#### WHAT THIS TASK INVOLVES
Ignoring the pictures, repeat every entry below exactly as it appears.
☆ ☆ ☆ ☆
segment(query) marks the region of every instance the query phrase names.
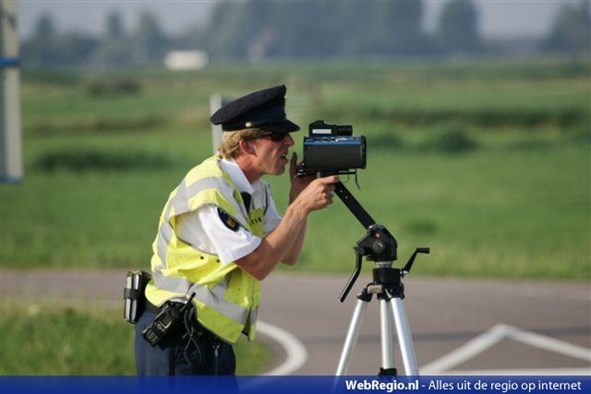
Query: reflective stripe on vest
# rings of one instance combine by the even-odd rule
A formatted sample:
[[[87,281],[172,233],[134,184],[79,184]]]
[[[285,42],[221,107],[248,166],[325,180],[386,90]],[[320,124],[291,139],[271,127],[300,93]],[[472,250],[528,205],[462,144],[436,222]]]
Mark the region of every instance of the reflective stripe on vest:
[[[184,243],[176,237],[174,227],[176,216],[214,204],[262,237],[265,207],[247,213],[242,202],[239,190],[221,170],[217,158],[189,171],[162,212],[153,245],[153,281],[146,289],[148,300],[155,305],[195,292],[201,324],[229,342],[235,342],[242,331],[254,338],[259,282],[236,264],[221,265],[218,256]]]

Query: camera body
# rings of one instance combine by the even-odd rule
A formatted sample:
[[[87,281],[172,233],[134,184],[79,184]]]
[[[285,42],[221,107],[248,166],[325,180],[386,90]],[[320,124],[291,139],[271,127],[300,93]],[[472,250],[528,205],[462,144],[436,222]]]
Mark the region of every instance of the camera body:
[[[307,175],[350,174],[366,165],[365,136],[353,136],[353,126],[332,125],[323,120],[310,123],[304,137],[304,167]]]

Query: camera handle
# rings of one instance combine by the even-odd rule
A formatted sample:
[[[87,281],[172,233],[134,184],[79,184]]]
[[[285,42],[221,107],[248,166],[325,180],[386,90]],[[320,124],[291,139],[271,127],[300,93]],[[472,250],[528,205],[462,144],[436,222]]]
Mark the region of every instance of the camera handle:
[[[347,208],[349,208],[349,211],[351,211],[351,213],[355,215],[355,217],[357,218],[357,220],[359,220],[359,223],[361,223],[363,227],[368,229],[374,224],[376,224],[376,221],[373,220],[371,215],[367,213],[367,211],[361,206],[359,201],[357,201],[355,196],[353,196],[349,189],[345,187],[343,182],[339,181],[335,183],[334,192],[337,196],[339,196],[339,198],[341,199],[341,201],[343,201]]]
[[[343,302],[359,277],[363,257],[376,262],[390,262],[391,265],[397,259],[398,243],[386,227],[376,223],[342,182],[335,183],[334,191],[359,223],[367,229],[365,236],[357,241],[355,246],[355,270],[339,297]]]
[[[344,375],[349,367],[353,348],[361,328],[361,320],[365,315],[367,305],[376,294],[380,303],[381,316],[381,351],[382,367],[380,375],[396,375],[394,366],[394,329],[398,337],[400,351],[407,375],[418,375],[419,369],[415,359],[414,348],[410,328],[406,320],[406,309],[404,307],[404,285],[402,277],[410,272],[412,265],[419,253],[429,253],[429,248],[416,248],[408,262],[403,268],[393,268],[392,264],[397,259],[398,243],[388,229],[376,223],[367,213],[342,182],[335,184],[335,194],[349,208],[351,213],[367,229],[365,236],[357,241],[355,246],[355,270],[349,278],[345,288],[341,292],[339,300],[343,302],[355,284],[359,274],[363,257],[375,261],[377,267],[373,269],[373,282],[368,284],[357,295],[357,306],[353,313],[349,330],[343,345],[343,351],[339,360],[336,375]],[[395,327],[393,326],[393,323]]]

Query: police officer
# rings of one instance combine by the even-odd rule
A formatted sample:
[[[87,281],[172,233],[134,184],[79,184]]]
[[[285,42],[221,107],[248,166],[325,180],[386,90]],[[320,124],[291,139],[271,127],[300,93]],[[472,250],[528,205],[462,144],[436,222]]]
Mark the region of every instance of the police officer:
[[[232,344],[241,334],[254,338],[259,282],[278,264],[297,262],[308,215],[331,204],[338,177],[298,177],[296,154],[288,159],[290,133],[299,127],[286,117],[285,95],[285,86],[275,86],[214,113],[212,123],[224,131],[219,153],[170,194],[152,247],[147,308],[136,324],[138,374],[234,375]],[[282,217],[262,176],[281,175],[288,164]],[[144,332],[156,316],[183,304],[181,323],[150,344]]]

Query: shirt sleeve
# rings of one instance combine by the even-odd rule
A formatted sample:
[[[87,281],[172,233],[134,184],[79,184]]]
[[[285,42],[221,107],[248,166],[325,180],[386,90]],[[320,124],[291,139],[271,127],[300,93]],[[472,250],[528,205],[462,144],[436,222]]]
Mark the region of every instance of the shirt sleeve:
[[[178,221],[177,231],[191,245],[217,254],[222,264],[252,253],[261,244],[261,238],[244,227],[228,225],[215,205],[205,205],[196,212],[183,215]],[[200,236],[204,239],[199,239]]]

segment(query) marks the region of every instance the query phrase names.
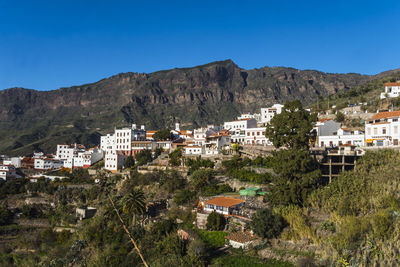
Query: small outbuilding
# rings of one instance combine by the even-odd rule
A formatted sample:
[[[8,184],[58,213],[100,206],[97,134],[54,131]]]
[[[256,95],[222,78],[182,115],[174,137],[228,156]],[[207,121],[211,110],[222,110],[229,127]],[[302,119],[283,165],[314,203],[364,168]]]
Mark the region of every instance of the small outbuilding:
[[[250,232],[238,231],[225,237],[234,248],[247,249],[256,239]]]
[[[76,208],[76,217],[79,220],[92,218],[96,214],[96,208],[93,207],[80,207]]]

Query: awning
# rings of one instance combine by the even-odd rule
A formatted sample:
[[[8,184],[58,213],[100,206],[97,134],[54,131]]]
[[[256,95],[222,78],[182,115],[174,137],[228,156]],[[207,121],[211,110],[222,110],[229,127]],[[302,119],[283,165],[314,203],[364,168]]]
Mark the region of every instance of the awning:
[[[374,142],[374,139],[367,139],[367,140],[365,140],[365,142],[372,143],[372,142]]]

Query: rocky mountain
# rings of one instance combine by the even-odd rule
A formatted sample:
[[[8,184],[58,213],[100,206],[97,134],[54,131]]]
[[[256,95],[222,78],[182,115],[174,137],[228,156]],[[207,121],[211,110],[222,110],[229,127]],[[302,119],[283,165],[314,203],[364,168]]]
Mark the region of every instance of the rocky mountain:
[[[381,74],[382,75],[382,74]],[[241,112],[349,90],[374,79],[360,74],[264,67],[231,60],[154,73],[121,73],[53,91],[0,91],[0,153],[54,151],[59,142],[98,143],[99,135],[130,123],[184,127],[232,120]]]

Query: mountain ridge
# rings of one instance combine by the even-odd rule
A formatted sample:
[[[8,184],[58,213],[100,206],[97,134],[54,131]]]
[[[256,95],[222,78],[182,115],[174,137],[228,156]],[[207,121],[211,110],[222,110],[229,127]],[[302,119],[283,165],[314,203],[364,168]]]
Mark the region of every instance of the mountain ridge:
[[[50,91],[0,91],[0,152],[53,151],[57,142],[98,143],[100,133],[130,123],[184,127],[232,120],[242,112],[347,91],[374,79],[285,67],[242,69],[232,60],[119,73],[97,82]]]

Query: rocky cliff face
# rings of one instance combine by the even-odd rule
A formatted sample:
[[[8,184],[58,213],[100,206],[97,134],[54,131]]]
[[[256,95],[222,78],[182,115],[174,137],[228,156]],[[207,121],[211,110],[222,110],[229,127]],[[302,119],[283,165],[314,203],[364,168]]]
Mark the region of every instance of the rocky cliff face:
[[[304,104],[373,76],[292,68],[244,70],[231,60],[150,74],[123,73],[93,84],[0,92],[0,152],[53,151],[57,142],[95,144],[99,131],[135,122],[197,127],[300,99]]]

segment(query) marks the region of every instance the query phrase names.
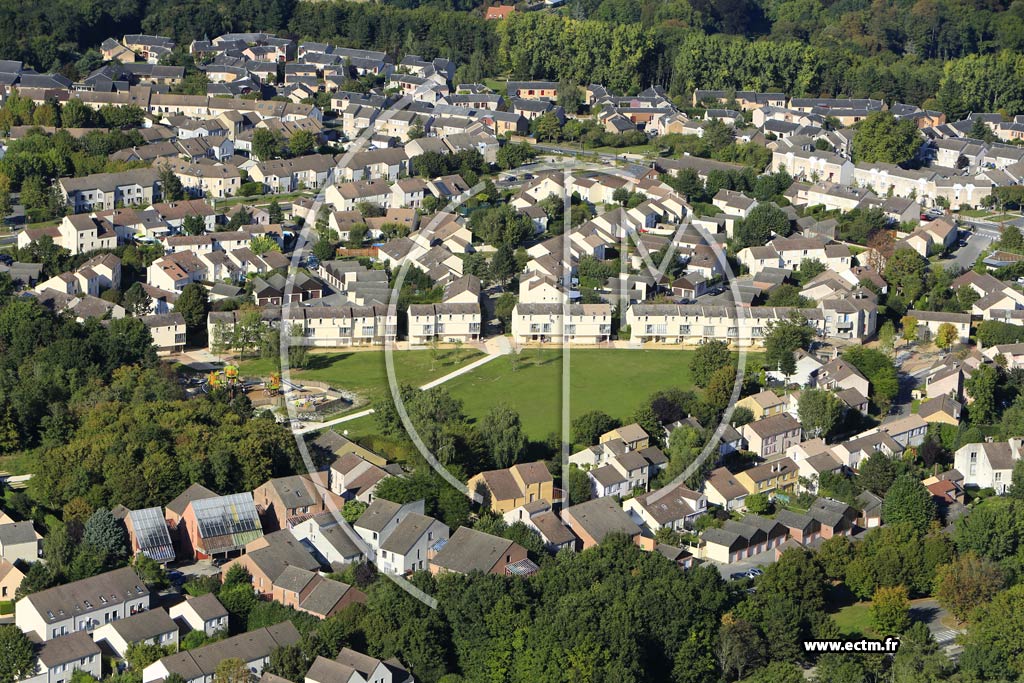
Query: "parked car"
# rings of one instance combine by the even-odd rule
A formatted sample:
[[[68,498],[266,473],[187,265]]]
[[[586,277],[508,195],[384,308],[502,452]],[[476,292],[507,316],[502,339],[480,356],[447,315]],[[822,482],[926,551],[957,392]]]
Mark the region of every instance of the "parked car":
☆ ☆ ☆ ☆
#### TASK RESULT
segment(query) marks the region of every instance the query phrase names.
Query: reflective stripe on vest
# rings of one instance combine by the even-odd rule
A formatted sample:
[[[87,281],[172,233],[134,184],[79,184]]]
[[[285,42],[221,107],[248,166],[325,180],[386,90]],[[320,124],[291,139],[271,127],[300,93]],[[472,250],[528,205],[462,144],[436,222]]]
Mark the region of every instance of the reflective stripe on vest:
[[[184,243],[176,237],[174,227],[176,216],[214,204],[262,237],[265,207],[247,213],[242,202],[239,190],[221,170],[217,158],[189,171],[162,212],[153,245],[153,281],[146,289],[148,300],[155,305],[195,292],[201,324],[229,342],[235,342],[242,331],[254,338],[259,282],[236,264],[221,265],[218,256]]]

Query: camera body
# rings of one instance combine by the even-odd rule
A formatted sample:
[[[87,281],[172,233],[134,184],[79,184]]]
[[[285,42],[221,107],[248,166],[325,180],[386,90]],[[320,124],[291,139],[271,127],[300,93]],[[472,250],[528,205],[462,144],[436,222]]]
Mark the region of every instance of the camera body:
[[[307,175],[350,174],[366,165],[365,136],[353,136],[353,126],[332,125],[323,120],[310,123],[304,137],[304,167]]]

Query: camera handle
# rings of one instance combine by the even-odd rule
A formatted sample:
[[[87,281],[172,233],[134,184],[79,184]]]
[[[285,42],[221,107],[248,166],[325,180],[386,90]],[[320,124],[291,139],[271,127],[300,93]],[[472,250],[528,205],[462,144],[436,222]]]
Mark the region of every instance of the camera handle:
[[[347,208],[349,208],[349,211],[351,211],[351,213],[355,215],[355,217],[357,218],[357,220],[359,220],[359,223],[361,223],[363,227],[368,229],[374,224],[376,224],[376,221],[373,220],[371,215],[367,213],[367,211],[361,206],[359,201],[357,201],[355,196],[353,196],[349,189],[345,187],[343,182],[339,181],[335,183],[334,192],[337,196],[339,196],[339,198],[341,199],[341,201],[343,201]]]
[[[343,302],[359,277],[363,257],[376,262],[390,262],[391,265],[397,259],[398,243],[386,227],[376,223],[342,182],[335,183],[334,191],[359,223],[367,229],[365,236],[357,241],[355,246],[355,270],[339,297]]]
[[[344,375],[349,367],[353,348],[361,328],[361,320],[365,315],[367,305],[376,294],[380,303],[381,316],[381,351],[382,367],[380,375],[396,375],[394,366],[394,329],[398,337],[400,351],[407,375],[418,375],[419,369],[415,359],[414,348],[410,328],[406,320],[406,309],[404,307],[404,285],[402,277],[410,272],[412,265],[419,253],[429,253],[429,248],[416,248],[408,262],[403,268],[393,268],[392,264],[397,259],[398,243],[388,229],[376,223],[367,213],[342,182],[335,184],[335,194],[349,208],[351,213],[367,229],[365,236],[357,241],[355,246],[355,270],[349,278],[345,288],[341,292],[339,300],[343,302],[355,284],[359,274],[363,257],[375,261],[377,267],[373,269],[373,282],[368,284],[357,295],[357,306],[353,313],[349,330],[343,345],[343,351],[339,360],[336,375]],[[395,327],[393,326],[393,323]]]

Query: police officer
# rings of one instance combine by the even-odd rule
A formatted sample:
[[[87,281],[172,233],[134,184],[79,184]]]
[[[285,42],[221,107],[248,166],[325,180],[386,90]],[[320,124],[291,139],[271,127],[300,93]],[[472,250],[528,205],[462,144],[436,222]]]
Mark the region of every instance of the police officer:
[[[232,344],[241,334],[254,338],[259,282],[278,264],[297,262],[308,215],[331,204],[338,177],[298,177],[296,154],[288,159],[290,133],[299,127],[286,117],[285,95],[285,86],[275,86],[214,113],[212,123],[224,131],[219,153],[170,194],[152,247],[147,308],[136,324],[138,374],[234,375]],[[282,217],[262,176],[281,175],[288,164]],[[144,332],[156,316],[183,304],[181,323],[150,344]]]

Query: shirt sleeve
# rings of one instance combine by the even-odd rule
A formatted sample:
[[[87,281],[172,233],[134,184],[79,184]]]
[[[285,42],[221,107],[248,166],[325,180],[386,90]],[[320,124],[291,139],[271,127],[300,93]],[[472,250],[528,205],[462,144],[436,222]]]
Mark the region of every instance of the shirt sleeve:
[[[178,221],[177,231],[191,245],[217,254],[222,264],[252,253],[261,244],[261,238],[244,227],[228,225],[215,205],[205,205],[196,212],[183,215]],[[200,236],[204,239],[199,239]]]

segment(query) marks the region of every instance the query phrase names.
Query: small outbuilding
# rings of one instance combine by the even-odd rule
A formatted sample:
[[[8,184],[58,213],[100,206],[97,134],[54,131]]]
[[[256,95],[222,78],[182,115],[174,137],[228,156]],[[207,121],[211,110],[222,110],[229,127]],[[302,119],[283,165],[314,203],[364,168]]]
Mark the region of every instance of the small outbuilding:
[[[250,232],[238,231],[225,237],[234,248],[247,249],[256,239]]]
[[[76,208],[76,217],[79,220],[92,218],[96,214],[96,208],[93,207],[80,207]]]

Query: awning
# rings of one instance combine by the even-odd rule
A formatted sample:
[[[8,184],[58,213],[100,206],[97,134],[54,131]]]
[[[256,95],[222,78],[182,115],[174,137],[228,156]],[[207,121],[211,110],[222,110],[229,127]],[[302,119],[283,165],[314,203],[364,168]]]
Mark the region of every instance of the awning:
[[[374,142],[374,139],[367,139],[367,140],[365,140],[365,142],[372,143],[372,142]]]

Query: rocky mountain
# rings of one instance combine by the even-odd rule
A formatted sample:
[[[8,184],[58,213],[100,206],[97,134],[54,131]]]
[[[256,95],[222,78],[182,115],[174,137],[228,156]],[[207,121],[211,110],[222,110],[229,127]],[[302,119],[283,165],[314,203],[364,168]]]
Mark the region of every instance of the rocky mountain:
[[[381,74],[382,75],[382,74]],[[241,112],[349,90],[374,79],[360,74],[264,67],[231,60],[154,73],[121,73],[53,91],[0,91],[0,153],[54,151],[59,142],[98,143],[99,135],[130,123],[184,127],[232,120]]]

Query: mountain ridge
# rings of one instance combine by the even-odd rule
A formatted sample:
[[[8,184],[58,213],[100,206],[97,134],[54,131]]]
[[[256,95],[222,78],[182,115],[174,137],[228,156]],[[207,121],[211,110],[222,110],[229,127]],[[302,119],[283,165],[314,203],[364,168]]]
Mark the region of every instance of the mountain ridge:
[[[50,91],[0,91],[0,152],[53,151],[57,142],[98,143],[100,133],[130,123],[184,127],[232,120],[242,112],[347,91],[374,79],[285,67],[242,69],[232,60],[119,73],[97,82]]]

Query: rocky cliff face
# rings of one instance combine by the even-odd rule
A formatted sample:
[[[8,184],[58,213],[100,206],[97,134],[54,131]]]
[[[256,95],[222,78],[182,115],[174,137],[228,156]],[[207,121],[211,110],[222,110],[229,127]],[[302,119],[283,165],[314,203],[364,168]]]
Mark the region of every instance of the rocky cliff face:
[[[304,104],[373,76],[292,68],[244,70],[231,60],[150,74],[123,73],[93,84],[0,92],[0,152],[53,151],[57,142],[95,144],[99,131],[135,122],[197,127],[300,99]]]

segment(query) marks the region of every instance the query phrase names.
Query: "parked car"
# rings of one instance combine by the even-odd rule
A formatted sample:
[[[68,498],[266,473],[187,265]]]
[[[586,277],[508,195],[384,308],[502,452]],[[476,292],[507,316],[502,339],[480,356],[447,315]],[[822,482],[926,551],[957,392]]]
Mark the region of every instance of the "parked car":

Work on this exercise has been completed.